[Start Page excerpt]

Re: pgbench - add pseudo-random permutation function

Dean Rasheed Thu, 01 Apr 2021 01:47:08 -0700

On Wed, 31 Mar 2021 at 18:53, Fabien COELHO <[email protected]> wrote:
>
> While looking at it, I have some doubts on this part:
>
>   m = (uint64) (pg_erand48(random_state.xseed) * (mask + 1)) | 1;
>   r = (uint64) (pg_erand48(random_state.xseed) * (mask + 1));
>   r = (uint64) (pg_erand48(random_state.xseed) * size);
>
> I do not understand why the random values are multiplied by anything in
> the first place…
>


These are just random integers in the range [0,mask] and [0,size-1],
formed in exactly the same way as getrand().

> This one looks like a no-op :
>
>     r = (uint64) (pg_erand48(random_state.xseed) * size);
>     v = (v + r) % size;
>
>     v = (v + r) % size
>       = (v + rand * size) % size
>       =? (v % size + rand * size % size) % size
>       =? (v % size + 0) % size
>       = v % size
>       = v
>

rand * size % size is not zero because rand is a floating point number
in the range [0,1), so actually rand * size % size = rand * size.

[End Page excerpt]
[Start Data excerpts]

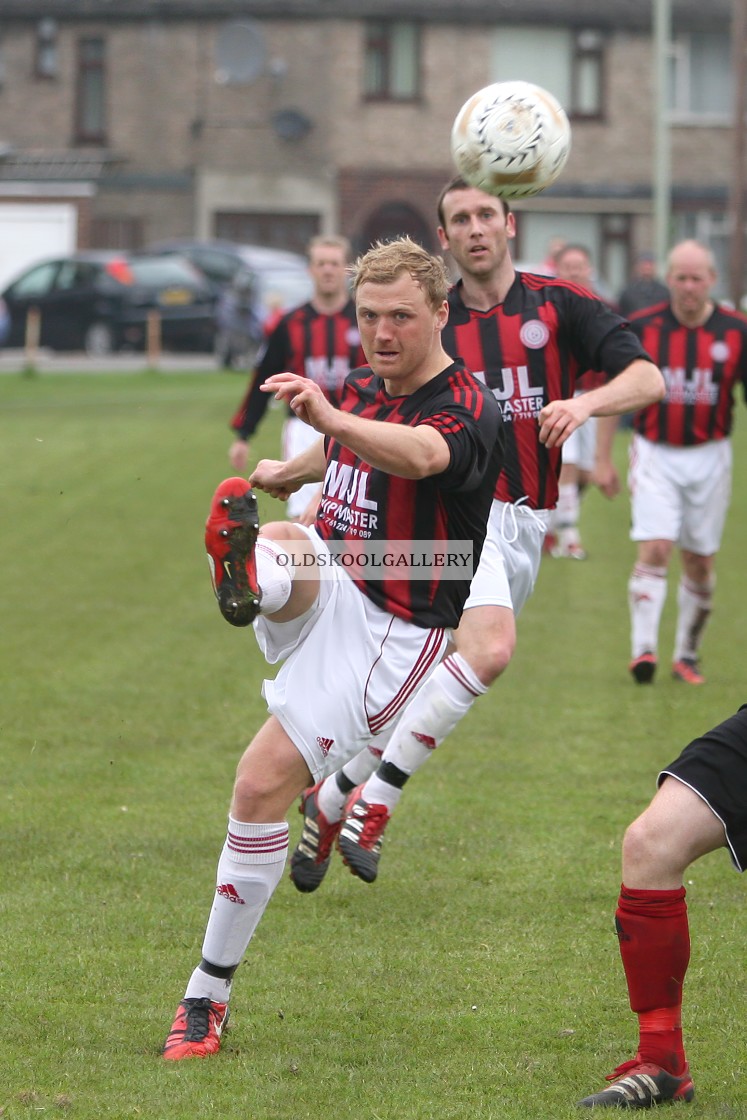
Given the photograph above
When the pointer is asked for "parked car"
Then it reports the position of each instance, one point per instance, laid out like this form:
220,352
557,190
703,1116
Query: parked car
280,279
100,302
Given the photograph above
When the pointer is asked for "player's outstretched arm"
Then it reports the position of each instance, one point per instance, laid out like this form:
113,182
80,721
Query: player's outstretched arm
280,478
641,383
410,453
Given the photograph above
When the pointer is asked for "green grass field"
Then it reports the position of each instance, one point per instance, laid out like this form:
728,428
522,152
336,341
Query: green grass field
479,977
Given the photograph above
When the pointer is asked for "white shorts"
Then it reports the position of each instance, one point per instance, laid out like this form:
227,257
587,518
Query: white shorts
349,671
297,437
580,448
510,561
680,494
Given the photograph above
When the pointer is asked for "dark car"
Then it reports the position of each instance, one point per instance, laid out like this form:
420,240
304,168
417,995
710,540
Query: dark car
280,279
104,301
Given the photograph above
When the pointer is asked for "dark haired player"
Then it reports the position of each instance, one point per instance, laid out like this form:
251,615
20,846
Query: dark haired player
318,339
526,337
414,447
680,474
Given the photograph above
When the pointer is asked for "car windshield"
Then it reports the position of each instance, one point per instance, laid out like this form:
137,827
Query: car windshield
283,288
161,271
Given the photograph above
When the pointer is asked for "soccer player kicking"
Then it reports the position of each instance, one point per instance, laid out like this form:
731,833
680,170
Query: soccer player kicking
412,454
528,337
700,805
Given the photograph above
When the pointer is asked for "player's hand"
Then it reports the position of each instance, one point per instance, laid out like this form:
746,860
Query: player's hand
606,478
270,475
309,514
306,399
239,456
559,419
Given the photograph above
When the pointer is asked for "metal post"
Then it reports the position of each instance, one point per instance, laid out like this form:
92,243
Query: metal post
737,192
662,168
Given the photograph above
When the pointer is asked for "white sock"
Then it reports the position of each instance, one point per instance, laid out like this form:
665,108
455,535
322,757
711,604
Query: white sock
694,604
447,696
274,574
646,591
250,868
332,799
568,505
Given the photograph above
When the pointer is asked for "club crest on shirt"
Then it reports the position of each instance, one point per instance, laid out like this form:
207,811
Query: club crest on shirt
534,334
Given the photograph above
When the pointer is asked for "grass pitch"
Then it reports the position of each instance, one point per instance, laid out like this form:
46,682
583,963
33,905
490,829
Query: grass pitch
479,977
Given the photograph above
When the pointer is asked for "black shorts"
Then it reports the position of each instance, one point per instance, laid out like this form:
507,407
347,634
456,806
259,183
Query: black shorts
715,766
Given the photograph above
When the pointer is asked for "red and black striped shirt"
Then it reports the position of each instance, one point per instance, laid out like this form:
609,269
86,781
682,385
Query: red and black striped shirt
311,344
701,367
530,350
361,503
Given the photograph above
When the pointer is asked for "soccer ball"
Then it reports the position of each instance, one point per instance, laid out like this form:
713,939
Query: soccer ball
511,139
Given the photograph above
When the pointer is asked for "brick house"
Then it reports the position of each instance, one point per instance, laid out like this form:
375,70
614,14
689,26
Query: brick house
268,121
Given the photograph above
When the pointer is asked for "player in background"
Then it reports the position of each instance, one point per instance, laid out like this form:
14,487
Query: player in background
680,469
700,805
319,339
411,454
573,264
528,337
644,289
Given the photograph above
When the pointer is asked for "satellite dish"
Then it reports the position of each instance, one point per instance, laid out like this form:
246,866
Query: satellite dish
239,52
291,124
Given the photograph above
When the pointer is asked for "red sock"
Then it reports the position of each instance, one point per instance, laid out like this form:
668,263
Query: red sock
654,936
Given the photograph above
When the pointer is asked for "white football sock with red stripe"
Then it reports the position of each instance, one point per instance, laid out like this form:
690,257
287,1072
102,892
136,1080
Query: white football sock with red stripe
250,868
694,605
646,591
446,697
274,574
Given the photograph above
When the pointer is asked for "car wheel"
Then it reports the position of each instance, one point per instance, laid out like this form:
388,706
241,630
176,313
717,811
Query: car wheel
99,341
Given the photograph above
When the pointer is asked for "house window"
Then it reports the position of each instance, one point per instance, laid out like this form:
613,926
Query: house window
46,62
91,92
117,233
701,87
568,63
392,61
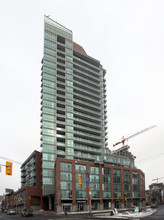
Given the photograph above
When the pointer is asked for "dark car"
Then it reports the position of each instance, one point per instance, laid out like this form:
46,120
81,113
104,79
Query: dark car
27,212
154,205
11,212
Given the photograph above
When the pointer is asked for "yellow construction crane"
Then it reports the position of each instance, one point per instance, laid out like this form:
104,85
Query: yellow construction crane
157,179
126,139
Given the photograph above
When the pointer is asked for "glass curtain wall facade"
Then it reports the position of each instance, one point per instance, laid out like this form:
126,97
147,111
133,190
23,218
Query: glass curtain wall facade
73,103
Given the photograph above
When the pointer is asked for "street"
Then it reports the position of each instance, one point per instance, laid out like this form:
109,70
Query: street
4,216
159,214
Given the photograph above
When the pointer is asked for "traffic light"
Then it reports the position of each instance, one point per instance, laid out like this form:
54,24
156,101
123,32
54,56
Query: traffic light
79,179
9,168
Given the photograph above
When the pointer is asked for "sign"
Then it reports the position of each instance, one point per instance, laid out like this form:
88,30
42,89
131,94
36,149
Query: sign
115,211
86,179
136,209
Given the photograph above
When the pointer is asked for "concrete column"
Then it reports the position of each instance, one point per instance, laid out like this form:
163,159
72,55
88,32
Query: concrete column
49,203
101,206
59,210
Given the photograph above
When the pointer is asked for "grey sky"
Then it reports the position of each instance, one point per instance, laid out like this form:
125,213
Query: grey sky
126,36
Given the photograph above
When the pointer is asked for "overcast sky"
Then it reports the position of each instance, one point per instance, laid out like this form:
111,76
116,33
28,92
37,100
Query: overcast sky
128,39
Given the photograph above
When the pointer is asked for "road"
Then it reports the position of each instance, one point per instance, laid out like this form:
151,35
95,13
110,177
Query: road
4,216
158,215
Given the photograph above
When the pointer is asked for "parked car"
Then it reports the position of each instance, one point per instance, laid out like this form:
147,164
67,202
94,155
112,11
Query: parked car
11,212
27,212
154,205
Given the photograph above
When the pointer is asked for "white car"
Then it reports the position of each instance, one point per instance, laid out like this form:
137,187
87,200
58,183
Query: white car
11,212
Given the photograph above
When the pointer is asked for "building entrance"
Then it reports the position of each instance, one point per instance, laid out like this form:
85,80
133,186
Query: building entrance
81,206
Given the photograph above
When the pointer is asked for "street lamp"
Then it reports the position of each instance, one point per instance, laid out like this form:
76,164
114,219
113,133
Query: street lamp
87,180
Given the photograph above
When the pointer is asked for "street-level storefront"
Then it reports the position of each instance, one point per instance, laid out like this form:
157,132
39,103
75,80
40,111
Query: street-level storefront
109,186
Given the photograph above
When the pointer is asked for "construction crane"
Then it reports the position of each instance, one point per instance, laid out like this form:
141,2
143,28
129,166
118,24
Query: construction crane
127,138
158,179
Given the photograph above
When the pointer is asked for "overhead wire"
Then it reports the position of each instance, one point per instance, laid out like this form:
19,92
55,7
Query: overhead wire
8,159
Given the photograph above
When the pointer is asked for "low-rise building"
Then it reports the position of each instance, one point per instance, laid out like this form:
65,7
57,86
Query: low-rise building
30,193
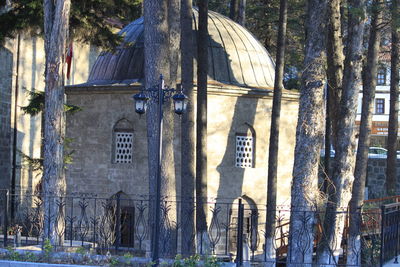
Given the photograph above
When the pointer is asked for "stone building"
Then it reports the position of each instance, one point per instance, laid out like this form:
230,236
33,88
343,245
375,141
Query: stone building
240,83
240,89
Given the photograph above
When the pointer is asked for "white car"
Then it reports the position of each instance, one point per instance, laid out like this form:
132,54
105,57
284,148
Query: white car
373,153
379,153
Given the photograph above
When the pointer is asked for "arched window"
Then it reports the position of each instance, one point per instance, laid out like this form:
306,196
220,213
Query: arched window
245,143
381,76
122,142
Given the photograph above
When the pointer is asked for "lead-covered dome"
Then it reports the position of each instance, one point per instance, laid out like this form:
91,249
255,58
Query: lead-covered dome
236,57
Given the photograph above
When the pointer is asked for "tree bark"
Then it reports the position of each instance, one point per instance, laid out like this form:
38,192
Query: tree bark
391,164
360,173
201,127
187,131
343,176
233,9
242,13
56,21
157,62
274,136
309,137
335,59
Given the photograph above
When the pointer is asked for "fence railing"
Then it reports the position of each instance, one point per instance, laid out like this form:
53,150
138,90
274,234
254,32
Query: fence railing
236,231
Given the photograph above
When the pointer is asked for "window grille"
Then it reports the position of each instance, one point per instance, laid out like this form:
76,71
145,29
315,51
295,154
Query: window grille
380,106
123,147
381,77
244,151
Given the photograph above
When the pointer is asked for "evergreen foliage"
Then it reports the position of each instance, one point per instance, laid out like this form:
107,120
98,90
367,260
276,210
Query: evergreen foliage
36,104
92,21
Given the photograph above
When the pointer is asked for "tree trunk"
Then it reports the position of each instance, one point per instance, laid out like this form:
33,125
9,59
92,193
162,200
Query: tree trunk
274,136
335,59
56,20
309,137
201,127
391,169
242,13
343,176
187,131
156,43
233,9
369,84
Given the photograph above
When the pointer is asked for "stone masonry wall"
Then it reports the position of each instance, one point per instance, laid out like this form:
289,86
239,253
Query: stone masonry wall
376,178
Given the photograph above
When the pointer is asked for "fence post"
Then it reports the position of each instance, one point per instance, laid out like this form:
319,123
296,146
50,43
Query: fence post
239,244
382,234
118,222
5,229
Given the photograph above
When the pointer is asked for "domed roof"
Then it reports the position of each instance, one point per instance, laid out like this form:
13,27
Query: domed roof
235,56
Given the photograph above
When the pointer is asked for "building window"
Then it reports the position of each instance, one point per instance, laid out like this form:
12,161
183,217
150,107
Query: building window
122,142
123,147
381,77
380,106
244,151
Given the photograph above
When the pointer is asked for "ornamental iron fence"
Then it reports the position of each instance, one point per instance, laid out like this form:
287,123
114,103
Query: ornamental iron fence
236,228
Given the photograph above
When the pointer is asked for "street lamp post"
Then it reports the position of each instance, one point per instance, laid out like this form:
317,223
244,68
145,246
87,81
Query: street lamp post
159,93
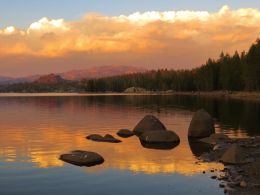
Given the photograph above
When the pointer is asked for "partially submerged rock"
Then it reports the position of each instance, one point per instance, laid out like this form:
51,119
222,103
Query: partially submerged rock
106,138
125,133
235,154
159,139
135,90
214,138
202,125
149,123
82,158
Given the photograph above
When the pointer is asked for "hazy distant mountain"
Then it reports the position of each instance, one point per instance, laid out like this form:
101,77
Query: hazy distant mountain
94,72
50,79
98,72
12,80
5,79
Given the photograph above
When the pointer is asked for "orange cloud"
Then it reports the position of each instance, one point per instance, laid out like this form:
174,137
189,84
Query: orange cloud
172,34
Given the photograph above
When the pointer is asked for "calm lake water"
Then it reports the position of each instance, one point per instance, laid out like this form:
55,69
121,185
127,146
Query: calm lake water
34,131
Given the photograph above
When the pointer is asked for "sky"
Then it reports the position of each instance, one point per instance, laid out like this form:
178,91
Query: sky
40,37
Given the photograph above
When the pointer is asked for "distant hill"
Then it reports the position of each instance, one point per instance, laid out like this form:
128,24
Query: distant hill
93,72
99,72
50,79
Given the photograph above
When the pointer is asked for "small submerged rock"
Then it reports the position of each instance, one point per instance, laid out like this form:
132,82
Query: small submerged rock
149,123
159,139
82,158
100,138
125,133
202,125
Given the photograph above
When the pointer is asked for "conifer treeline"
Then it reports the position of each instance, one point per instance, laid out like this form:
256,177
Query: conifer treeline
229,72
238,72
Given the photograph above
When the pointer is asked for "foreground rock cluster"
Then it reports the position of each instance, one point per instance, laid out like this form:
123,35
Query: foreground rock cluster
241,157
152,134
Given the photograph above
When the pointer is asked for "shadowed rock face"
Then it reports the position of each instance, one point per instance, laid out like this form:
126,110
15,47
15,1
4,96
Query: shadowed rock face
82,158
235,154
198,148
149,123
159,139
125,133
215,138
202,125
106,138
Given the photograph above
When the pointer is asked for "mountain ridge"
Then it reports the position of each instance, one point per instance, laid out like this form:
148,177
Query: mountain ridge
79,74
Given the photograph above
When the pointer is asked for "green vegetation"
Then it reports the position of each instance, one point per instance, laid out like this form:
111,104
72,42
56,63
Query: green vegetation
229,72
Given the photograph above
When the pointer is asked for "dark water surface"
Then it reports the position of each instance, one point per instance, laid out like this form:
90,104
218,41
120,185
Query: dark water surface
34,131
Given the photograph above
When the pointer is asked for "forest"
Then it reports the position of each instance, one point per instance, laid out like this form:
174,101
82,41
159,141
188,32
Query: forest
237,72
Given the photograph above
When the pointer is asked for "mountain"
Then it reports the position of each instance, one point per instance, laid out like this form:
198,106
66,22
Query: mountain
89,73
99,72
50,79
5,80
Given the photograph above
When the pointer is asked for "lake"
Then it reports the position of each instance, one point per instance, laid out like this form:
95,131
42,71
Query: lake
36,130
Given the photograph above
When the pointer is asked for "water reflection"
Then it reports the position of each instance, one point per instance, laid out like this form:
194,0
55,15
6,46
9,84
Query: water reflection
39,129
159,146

[End Data excerpts]

[The tasks]:
(A) Using the pgbench permutation thread, decide whether each statement agrees with it, answering yes or no and quoting the words that settle it: (i) The random values in the quoted code are formed the same way as getrand(). (ii) In the reply, rand is an integer. (iii) The reply states that rand * size % size equals zero.
(B) Extract each line of the records that contains the string "yellow". Case counts.

[Expected results]:
(A) (i) Yes: "formed in exactly the same way as getrand()". (ii) No: "rand is a floating point number in the range [0,1)". (iii) No: "rand * size % size is not zero".

(B)
When the pointer is asked for "yellow construction crane"
Query: yellow construction crane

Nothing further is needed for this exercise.